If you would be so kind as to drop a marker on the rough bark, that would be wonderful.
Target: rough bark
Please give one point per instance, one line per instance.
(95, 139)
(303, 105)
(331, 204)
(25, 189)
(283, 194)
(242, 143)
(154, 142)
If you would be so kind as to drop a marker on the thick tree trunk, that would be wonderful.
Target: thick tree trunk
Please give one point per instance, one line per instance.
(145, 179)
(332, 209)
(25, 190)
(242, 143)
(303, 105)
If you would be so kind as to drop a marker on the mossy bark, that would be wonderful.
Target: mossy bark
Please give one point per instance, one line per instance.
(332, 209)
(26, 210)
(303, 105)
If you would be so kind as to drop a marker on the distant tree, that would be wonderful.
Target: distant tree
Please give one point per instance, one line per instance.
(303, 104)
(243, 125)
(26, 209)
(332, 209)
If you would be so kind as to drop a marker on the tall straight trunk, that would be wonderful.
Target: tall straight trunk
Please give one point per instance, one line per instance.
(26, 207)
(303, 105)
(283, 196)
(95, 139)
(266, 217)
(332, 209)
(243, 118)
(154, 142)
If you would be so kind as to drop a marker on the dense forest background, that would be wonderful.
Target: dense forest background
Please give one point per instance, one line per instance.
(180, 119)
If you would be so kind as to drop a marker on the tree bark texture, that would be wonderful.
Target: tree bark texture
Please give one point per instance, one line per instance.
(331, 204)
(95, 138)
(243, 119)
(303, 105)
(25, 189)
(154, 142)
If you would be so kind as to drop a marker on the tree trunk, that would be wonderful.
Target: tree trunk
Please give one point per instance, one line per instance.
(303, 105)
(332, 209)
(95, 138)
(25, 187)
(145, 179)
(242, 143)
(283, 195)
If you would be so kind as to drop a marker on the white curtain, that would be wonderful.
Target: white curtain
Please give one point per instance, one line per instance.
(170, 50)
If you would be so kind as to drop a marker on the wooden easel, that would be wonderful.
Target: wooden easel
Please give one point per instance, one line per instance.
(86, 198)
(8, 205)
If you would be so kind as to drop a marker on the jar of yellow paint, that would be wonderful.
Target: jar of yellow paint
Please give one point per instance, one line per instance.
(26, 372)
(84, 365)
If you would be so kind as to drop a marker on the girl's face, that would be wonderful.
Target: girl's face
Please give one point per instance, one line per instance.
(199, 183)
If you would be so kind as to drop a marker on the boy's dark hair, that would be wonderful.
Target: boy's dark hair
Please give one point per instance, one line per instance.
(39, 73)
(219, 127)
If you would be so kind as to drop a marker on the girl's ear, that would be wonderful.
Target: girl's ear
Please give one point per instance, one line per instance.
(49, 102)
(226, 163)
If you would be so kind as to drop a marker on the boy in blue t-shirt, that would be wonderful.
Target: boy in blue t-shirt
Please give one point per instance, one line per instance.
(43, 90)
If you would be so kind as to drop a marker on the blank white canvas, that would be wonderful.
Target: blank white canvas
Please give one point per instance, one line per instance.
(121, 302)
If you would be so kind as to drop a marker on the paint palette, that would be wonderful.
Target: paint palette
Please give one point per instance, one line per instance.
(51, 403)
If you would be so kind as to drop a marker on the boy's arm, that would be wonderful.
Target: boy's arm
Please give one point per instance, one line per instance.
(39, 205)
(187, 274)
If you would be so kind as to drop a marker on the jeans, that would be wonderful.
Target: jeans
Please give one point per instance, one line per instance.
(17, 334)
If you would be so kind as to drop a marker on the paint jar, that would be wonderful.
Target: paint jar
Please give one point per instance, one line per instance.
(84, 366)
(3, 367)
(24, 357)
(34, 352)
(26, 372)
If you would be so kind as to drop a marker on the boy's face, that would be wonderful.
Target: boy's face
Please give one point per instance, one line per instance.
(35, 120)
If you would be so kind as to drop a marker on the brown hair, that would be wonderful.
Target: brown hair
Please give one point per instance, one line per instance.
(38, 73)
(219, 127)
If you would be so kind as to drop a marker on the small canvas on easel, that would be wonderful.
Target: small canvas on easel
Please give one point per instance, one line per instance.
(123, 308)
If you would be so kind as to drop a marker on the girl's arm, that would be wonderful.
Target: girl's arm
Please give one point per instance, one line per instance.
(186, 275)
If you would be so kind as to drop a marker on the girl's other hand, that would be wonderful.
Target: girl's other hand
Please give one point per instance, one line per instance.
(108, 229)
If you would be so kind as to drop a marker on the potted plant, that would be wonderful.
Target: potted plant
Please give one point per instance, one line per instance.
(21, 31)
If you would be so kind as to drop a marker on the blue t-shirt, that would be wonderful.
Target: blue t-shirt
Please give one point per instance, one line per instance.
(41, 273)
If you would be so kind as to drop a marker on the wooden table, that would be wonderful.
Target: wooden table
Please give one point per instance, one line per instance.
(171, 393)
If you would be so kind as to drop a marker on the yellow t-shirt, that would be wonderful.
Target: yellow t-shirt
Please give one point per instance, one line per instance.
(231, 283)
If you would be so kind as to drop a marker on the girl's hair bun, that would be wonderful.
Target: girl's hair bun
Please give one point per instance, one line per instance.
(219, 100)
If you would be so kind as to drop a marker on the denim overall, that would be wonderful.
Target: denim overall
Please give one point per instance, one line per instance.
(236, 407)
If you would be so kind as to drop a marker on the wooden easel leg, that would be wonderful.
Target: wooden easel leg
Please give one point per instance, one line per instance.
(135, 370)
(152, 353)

◆ Exercise
Once you have read the material above, write all of it out again exactly.

◆ Answer box
If you would be so kind as to drop a marker on the rough bark, that would be wonderful.
Target: rough bark
Please give one point per instance, one line per instance.
(95, 139)
(303, 105)
(331, 204)
(25, 189)
(283, 194)
(242, 143)
(154, 142)
If you would be so kind as to drop a marker on the thick tree trunk, that would be wonderful.
Target: thick tree trunk
Please give one point per instance, one line per instance.
(145, 179)
(332, 209)
(25, 190)
(242, 143)
(303, 105)
If you would be so kind as to drop a marker on the mossy bark, that would be wonderful.
Target: mossy bark
Please give one point per instance, one line per instance.
(332, 209)
(26, 210)
(303, 105)
If you would be so kind as to drop a marker on the distant tree, that would be wonderful.
Target: distant tree
Please give one point per instance, one line per instance.
(303, 104)
(243, 125)
(26, 209)
(332, 209)
If you would be so kind as to drop a marker on the tall straight trunk, that would be wonderful.
Target: tall straight trunk
Please give one point per instance, one line per instance.
(26, 207)
(303, 105)
(283, 196)
(95, 139)
(266, 217)
(332, 209)
(243, 118)
(154, 142)
If you would be so kind as to drop a marker on the dense forest background, that would be wonderful.
Target: dense forest background
Please give one point per instance, one line per instance.
(180, 119)
If you would be so kind as to drop a marker on the tree bark texture, that would be wonderful.
Target: tree bark texture
Please give one point per instance, one line per instance.
(331, 204)
(95, 138)
(243, 119)
(303, 105)
(25, 189)
(154, 142)
If you would be so kind as to drop a marker on the tree trunk, that would be wonderful.
Target: tree trunk
Please give one point per instance, one line per instance.
(303, 105)
(332, 209)
(95, 138)
(25, 187)
(145, 179)
(242, 143)
(283, 195)
If you would be so kind as to drop a marker on the white curtain, that would be wonderful.
Target: white curtain
Please give one point per instance, one line per instance.
(170, 50)
If you would be so kind as to drop a marker on the wooden easel, that would be wonderful.
Target: wooden easel
Please give one point per instance, one line per instance.
(86, 198)
(8, 205)
If you would be so kind as to drop a marker on the jar of yellow paint, that would be wonderful.
Target: jar of yellow paint
Please give one point per instance, one line per instance.
(26, 372)
(84, 365)
If you would be so kind as to drop a marker on the girl's face, that would be wonderful.
Target: girl's face
Please give one point per instance, one line per instance.
(199, 183)
If you would be so kind as to drop a marker on the boy's dark hair, that would be wonderful.
Target: boy's dark hair
Please give one point per instance, one line per instance.
(39, 73)
(219, 127)
If you would be so kind as to drop a marker on the girl's ear, that would be wonderful.
Target: girl's ear
Please give one point per instance, one line per instance.
(49, 102)
(226, 163)
If you would be so kind as to drop a marker on the boy in blue t-shirt, that would be wonderful.
Target: boy in blue t-shirt
Please give one point per instance, one line per instance.
(43, 90)
If you would be so kind as to drop a marker on the blank white canvas, that would be wonderful.
Target: blank white canvas
Please give one point per instance, one line per instance.
(121, 302)
If you would be so kind as to drop a marker on the paint palette, that would be wonderful.
Target: paint palette
Please give one point per instance, one line per instance.
(51, 403)
If you would be so kind as to drop a marker on the boy's arm, that would be wonderful.
Target: boy's arm
Please give one point per instance, one line per instance.
(39, 205)
(187, 274)
If you would be so kind as to drop a marker on the jeans, that would be wonderful.
Target: jeans
Please give one point per instance, one line per instance.
(17, 334)
If you would be so kind as to drop a marker on the paint jar, that would be wonderful.
Target: paint jar
Please give one point per instance, one line per instance.
(84, 366)
(3, 367)
(24, 357)
(34, 352)
(26, 372)
If you would be so kind as to drop a marker on the boy's face, that would be wonderful.
Target: boy's face
Please give one point per instance, one line per instance.
(35, 120)
If you would be so kind as to drop a marker on the brown hair, that would be wonderful.
Target: brown hair
Please give one point per instance, one line per instance.
(38, 73)
(219, 127)
If you would be so kind as to drop a marker on the small canvas on easel, that would be wonderful.
Target: small canvas on easel
Please give one point per instance, one line per instance.
(123, 308)
If you would be so kind as to drop a marker on the girl's arm, that would be wonderful.
Target: girl's arm
Please give one point per instance, one line per instance.
(186, 275)
If you would be so kind as to drop a marker on the girl's other hand, that would be wonderful.
Target: girl's other hand
Please give one point per instance, one line per instance.
(108, 229)
If you would be so kind as to drop a marker on the potted plant, that would be wonderful.
Target: potted plant
Please give one point per instance, one line per instance.
(21, 31)
If you would be so kind as to drop a marker on the blue t-shirt, that would be wonderful.
Target: blue t-shirt
Please give one point per instance, one line per instance.
(41, 273)
If you would be so kind as to drop a marker on the wooden table, that would be wonderful.
Target: wooden table
Please give one point per instance, one line per instance.
(171, 393)
If you would be so kind as to drop a marker on the yellow t-shirt, that would be wonderful.
Target: yellow t-shirt
Please give one point per instance, one line per instance.
(231, 283)
If you would be so kind as to drop a marker on the girl's hair bun, that would be wonderful.
Target: girl's hair bun
Please give one point per instance, one line per instance.
(219, 100)
If you would be so kind as to drop a marker on the denim overall, that would be wonderful.
Target: denim overall
Please give one point per instance, one line per instance.
(236, 407)
If you would be so kind as to drop a marker on the wooden easel leg, that would be wonderful.
Target: wooden easel leg
Please give one point per instance, one line per instance.
(135, 370)
(152, 353)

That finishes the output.